Information shown:

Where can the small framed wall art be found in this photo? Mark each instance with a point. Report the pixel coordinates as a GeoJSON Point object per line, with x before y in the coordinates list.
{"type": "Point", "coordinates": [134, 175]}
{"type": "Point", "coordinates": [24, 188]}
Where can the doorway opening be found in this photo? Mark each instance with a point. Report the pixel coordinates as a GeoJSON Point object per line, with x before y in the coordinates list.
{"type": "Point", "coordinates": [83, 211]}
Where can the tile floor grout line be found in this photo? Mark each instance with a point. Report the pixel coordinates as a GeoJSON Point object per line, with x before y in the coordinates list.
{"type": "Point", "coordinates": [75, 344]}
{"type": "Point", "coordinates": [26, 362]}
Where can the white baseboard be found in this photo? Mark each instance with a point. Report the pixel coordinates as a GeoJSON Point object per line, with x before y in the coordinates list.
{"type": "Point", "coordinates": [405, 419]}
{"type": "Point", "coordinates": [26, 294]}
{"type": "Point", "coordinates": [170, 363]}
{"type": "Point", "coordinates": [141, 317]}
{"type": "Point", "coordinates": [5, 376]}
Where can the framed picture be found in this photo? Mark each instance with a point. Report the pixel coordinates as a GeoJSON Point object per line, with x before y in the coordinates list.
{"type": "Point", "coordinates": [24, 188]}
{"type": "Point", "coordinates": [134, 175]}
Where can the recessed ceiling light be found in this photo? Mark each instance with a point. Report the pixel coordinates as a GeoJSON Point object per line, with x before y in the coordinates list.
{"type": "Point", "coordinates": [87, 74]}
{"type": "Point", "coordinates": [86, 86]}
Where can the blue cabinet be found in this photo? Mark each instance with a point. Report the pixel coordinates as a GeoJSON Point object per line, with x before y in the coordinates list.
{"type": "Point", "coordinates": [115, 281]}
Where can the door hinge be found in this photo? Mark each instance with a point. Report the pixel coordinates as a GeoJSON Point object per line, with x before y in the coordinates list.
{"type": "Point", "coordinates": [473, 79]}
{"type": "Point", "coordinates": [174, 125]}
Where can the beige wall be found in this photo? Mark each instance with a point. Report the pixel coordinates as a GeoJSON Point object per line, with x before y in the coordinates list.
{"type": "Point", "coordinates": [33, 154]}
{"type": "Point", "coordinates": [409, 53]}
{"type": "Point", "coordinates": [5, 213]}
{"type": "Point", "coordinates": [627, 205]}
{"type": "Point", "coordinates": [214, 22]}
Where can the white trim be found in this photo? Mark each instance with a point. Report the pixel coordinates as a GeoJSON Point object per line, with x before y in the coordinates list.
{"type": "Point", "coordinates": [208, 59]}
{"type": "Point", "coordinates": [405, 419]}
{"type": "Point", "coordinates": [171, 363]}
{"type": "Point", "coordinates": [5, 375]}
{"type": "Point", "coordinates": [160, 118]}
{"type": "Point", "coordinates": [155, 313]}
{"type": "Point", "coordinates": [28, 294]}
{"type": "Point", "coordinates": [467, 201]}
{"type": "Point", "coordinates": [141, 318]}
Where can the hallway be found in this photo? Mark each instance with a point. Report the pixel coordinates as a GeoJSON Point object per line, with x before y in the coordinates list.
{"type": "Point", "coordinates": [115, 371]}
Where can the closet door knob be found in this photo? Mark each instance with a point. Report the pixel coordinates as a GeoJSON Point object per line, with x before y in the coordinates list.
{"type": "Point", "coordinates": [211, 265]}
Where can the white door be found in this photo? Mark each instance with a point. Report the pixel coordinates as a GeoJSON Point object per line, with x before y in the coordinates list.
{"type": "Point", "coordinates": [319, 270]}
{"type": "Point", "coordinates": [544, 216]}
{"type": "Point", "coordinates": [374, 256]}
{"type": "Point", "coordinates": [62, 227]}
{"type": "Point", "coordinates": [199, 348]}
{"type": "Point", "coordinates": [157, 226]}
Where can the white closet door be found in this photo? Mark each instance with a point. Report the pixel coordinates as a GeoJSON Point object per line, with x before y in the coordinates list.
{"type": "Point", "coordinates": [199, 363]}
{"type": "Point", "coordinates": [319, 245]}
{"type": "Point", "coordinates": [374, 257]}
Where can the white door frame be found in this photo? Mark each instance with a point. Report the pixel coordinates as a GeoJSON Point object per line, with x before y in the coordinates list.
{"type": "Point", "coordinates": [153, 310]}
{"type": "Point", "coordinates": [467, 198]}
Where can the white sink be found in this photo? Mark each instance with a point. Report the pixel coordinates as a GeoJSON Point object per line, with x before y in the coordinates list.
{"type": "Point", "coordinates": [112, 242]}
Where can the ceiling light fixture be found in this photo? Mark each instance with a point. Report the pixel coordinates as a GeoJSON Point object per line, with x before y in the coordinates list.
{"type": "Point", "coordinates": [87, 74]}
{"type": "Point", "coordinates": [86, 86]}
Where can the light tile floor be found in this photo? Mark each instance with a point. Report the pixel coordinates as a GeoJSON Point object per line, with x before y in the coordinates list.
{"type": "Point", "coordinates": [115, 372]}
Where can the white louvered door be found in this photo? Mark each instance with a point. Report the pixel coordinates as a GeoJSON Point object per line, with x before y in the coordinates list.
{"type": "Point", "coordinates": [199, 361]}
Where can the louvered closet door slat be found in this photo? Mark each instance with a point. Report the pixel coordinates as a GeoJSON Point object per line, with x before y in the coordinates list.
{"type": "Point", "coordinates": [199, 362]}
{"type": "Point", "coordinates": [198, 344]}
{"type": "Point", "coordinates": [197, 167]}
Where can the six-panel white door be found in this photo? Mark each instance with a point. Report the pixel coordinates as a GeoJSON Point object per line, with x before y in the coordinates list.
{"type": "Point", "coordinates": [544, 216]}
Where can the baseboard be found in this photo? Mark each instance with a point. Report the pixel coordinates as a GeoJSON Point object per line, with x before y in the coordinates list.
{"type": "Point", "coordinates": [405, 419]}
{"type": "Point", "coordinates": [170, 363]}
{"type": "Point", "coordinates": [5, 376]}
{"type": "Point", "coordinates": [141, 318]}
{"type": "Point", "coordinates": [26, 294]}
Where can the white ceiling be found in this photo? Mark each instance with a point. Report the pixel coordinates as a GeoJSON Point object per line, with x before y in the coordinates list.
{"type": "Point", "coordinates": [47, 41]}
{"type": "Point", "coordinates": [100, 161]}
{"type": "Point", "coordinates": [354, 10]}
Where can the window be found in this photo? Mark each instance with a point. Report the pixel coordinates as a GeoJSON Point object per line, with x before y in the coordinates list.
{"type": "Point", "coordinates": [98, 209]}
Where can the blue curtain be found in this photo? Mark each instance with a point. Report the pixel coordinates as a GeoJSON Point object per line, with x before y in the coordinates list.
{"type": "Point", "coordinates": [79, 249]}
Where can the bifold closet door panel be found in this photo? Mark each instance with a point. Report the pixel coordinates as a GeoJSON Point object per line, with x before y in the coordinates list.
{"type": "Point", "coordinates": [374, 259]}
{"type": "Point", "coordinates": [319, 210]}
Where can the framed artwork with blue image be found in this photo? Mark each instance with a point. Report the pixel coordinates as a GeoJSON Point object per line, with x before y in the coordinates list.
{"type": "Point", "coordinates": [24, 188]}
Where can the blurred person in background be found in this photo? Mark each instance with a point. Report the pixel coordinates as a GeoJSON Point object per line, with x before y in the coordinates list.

Action item: Retype each record. Keep every character as it is.

Finished exercise:
Where can the small framed wall art be found in this photo? Mark each instance with a point. Report the pixel coordinates as a GeoJSON Point object per line, with x before y in the coordinates list.
{"type": "Point", "coordinates": [134, 175]}
{"type": "Point", "coordinates": [24, 188]}
Where can the doorway opening be found in this photo? Mark each instance with a point. Report the pixel coordinates as a GeoJSON Point object per line, with x before y in the coordinates list.
{"type": "Point", "coordinates": [83, 211]}
Where can the tile floor grout line be found in this photo? Mark each instance with a point. Report the pixel coordinates as a GeoJSON Point object per line, with x before y in the coordinates list.
{"type": "Point", "coordinates": [75, 344]}
{"type": "Point", "coordinates": [26, 362]}
Where can the white baseboard be found in this photo? Mark each instance with a point. Report the pixel coordinates as a GeoJSON Point object per line, with x before y in the coordinates list.
{"type": "Point", "coordinates": [405, 419]}
{"type": "Point", "coordinates": [26, 294]}
{"type": "Point", "coordinates": [170, 363]}
{"type": "Point", "coordinates": [141, 317]}
{"type": "Point", "coordinates": [5, 376]}
Where can the framed picture be found in this photo? Mark each instance with a point. Report the pixel coordinates as a GeoJSON Point object per line, with x before y in the coordinates list.
{"type": "Point", "coordinates": [24, 188]}
{"type": "Point", "coordinates": [134, 175]}
Where can the recessed ceiling light be found in this photo? Mark each instance with a point. Report the pixel coordinates as a GeoJSON Point object per line, with x before y in the coordinates list.
{"type": "Point", "coordinates": [87, 74]}
{"type": "Point", "coordinates": [86, 86]}
Where can the blue cabinet be found in this photo? Mark each instance with a point. Report the pixel coordinates as a GeoJSON Point object per line, with x before y in the coordinates list.
{"type": "Point", "coordinates": [115, 281]}
Where can the door hinge be found in this photo? Mark each instance with a point. Report the pixel coordinates as a GeoJSON Point object per line, with x before y in the coordinates list.
{"type": "Point", "coordinates": [473, 79]}
{"type": "Point", "coordinates": [174, 125]}
Where can the beige wall be found in this photo? Mark each instance with a point. Report the pixel coordinates as a GeoJSON Point object per line, with x before y in the coordinates list.
{"type": "Point", "coordinates": [33, 154]}
{"type": "Point", "coordinates": [409, 53]}
{"type": "Point", "coordinates": [5, 213]}
{"type": "Point", "coordinates": [627, 205]}
{"type": "Point", "coordinates": [214, 22]}
Where can the white trim be found in this photo? Mark each instance with a point. Report the pixel coordinates as a GeoJSON Point object per line, with x before y in the coordinates list.
{"type": "Point", "coordinates": [208, 59]}
{"type": "Point", "coordinates": [405, 419]}
{"type": "Point", "coordinates": [171, 363]}
{"type": "Point", "coordinates": [5, 375]}
{"type": "Point", "coordinates": [160, 118]}
{"type": "Point", "coordinates": [155, 313]}
{"type": "Point", "coordinates": [28, 294]}
{"type": "Point", "coordinates": [467, 201]}
{"type": "Point", "coordinates": [141, 318]}
Where can the hallway be found in this photo? Mark each instance with a point. Report the pixel coordinates as a GeoJSON Point object per line, with x before y in the coordinates list.
{"type": "Point", "coordinates": [115, 371]}
Where can the closet door knob be found in this photo? Mark each instance with a point. Report the pixel coordinates as a GeoJSON Point object per line, with x before y in the coordinates list.
{"type": "Point", "coordinates": [211, 265]}
Where can the white door be found in this photo? Mark each instance with a point. Report the pixel coordinates as a GeoJSON Point object per line, with x before y in the coordinates list.
{"type": "Point", "coordinates": [319, 270]}
{"type": "Point", "coordinates": [544, 216]}
{"type": "Point", "coordinates": [374, 256]}
{"type": "Point", "coordinates": [62, 227]}
{"type": "Point", "coordinates": [199, 348]}
{"type": "Point", "coordinates": [157, 226]}
Where can the white closet door be found in this photo? Mark each instance with a point. Report the pixel coordinates as a GeoJSON Point object per line, with x before y in the coordinates list.
{"type": "Point", "coordinates": [199, 363]}
{"type": "Point", "coordinates": [319, 245]}
{"type": "Point", "coordinates": [374, 257]}
Where can the white door frame be found in this photo? Mark each instance with a point. Report the pixel coordinates as a GeoJSON Point object per line, with x before y in the coordinates list.
{"type": "Point", "coordinates": [153, 310]}
{"type": "Point", "coordinates": [467, 198]}
Where can the white sink be found in this photo? Mark each instance with a point. Report the pixel coordinates as a GeoJSON Point object per line, with x before y in the coordinates list.
{"type": "Point", "coordinates": [112, 242]}
Where can the ceiling light fixture be found in this photo? Mark each instance with a point. Report the pixel coordinates as a GeoJSON Point object per line, with x before y in the coordinates list.
{"type": "Point", "coordinates": [87, 74]}
{"type": "Point", "coordinates": [86, 86]}
Where can the light tile floor be found in this photo? Mark each instance with a point. Report the pixel coordinates as a GeoJSON Point object per line, with x before y in the coordinates list.
{"type": "Point", "coordinates": [115, 372]}
Where can the white louvered door be found in this photo? Mark each instance with a point. Report the pixel coordinates as a GeoJSON Point object per line, with x before y in the coordinates list.
{"type": "Point", "coordinates": [199, 361]}
Where can the louvered closet door slat be found in this photo? Mark each instance with a point. Report the pixel coordinates as a GeoJSON Point object per line, with x before y in the coordinates list.
{"type": "Point", "coordinates": [199, 362]}
{"type": "Point", "coordinates": [198, 344]}
{"type": "Point", "coordinates": [197, 167]}
Where can the six-panel white door be found in this photo? Mark each instance with a point. Report the pixel coordinates as a GeoJSON Point object per line, with x before y in the coordinates list.
{"type": "Point", "coordinates": [544, 216]}
Where can the baseboard be found in this photo? Mark each instance with a point. Report the pixel coordinates as a GeoJSON Point object per line, with x before y in the coordinates list.
{"type": "Point", "coordinates": [405, 419]}
{"type": "Point", "coordinates": [170, 363]}
{"type": "Point", "coordinates": [5, 376]}
{"type": "Point", "coordinates": [141, 318]}
{"type": "Point", "coordinates": [26, 294]}
Where can the white ceiling be found in this photo? Mark each instance with a point. Report the pixel coordinates as a GeoJSON Point object per line, with x before y in the coordinates list.
{"type": "Point", "coordinates": [47, 41]}
{"type": "Point", "coordinates": [100, 161]}
{"type": "Point", "coordinates": [354, 10]}
Where can the window be found in this photo? Mark each instance with a point. Report the pixel coordinates as a GeoJSON Point object per line, with x before y in the coordinates list.
{"type": "Point", "coordinates": [98, 209]}
Where can the blue curtain be found in this photo? Mark each instance with a point. Report the pixel coordinates as a GeoJSON Point object per line, with x before y in the coordinates list.
{"type": "Point", "coordinates": [79, 249]}
Where can the bifold closet door panel be found in this photo? Mark each instance with a point. Report the pixel coordinates as a GeoJSON Point object per line, with x before y in the coordinates list.
{"type": "Point", "coordinates": [374, 259]}
{"type": "Point", "coordinates": [319, 210]}
Where can the framed artwork with blue image be found in this photo? Mark each instance with a point. Report the pixel coordinates as a GeoJSON Point object per line, with x before y in the coordinates list.
{"type": "Point", "coordinates": [24, 188]}
Where can the blurred person in background be found in this photo? Mark each instance with a point. Report the pixel coordinates as a GeoJSON Point object per line, with x before y in the coordinates list.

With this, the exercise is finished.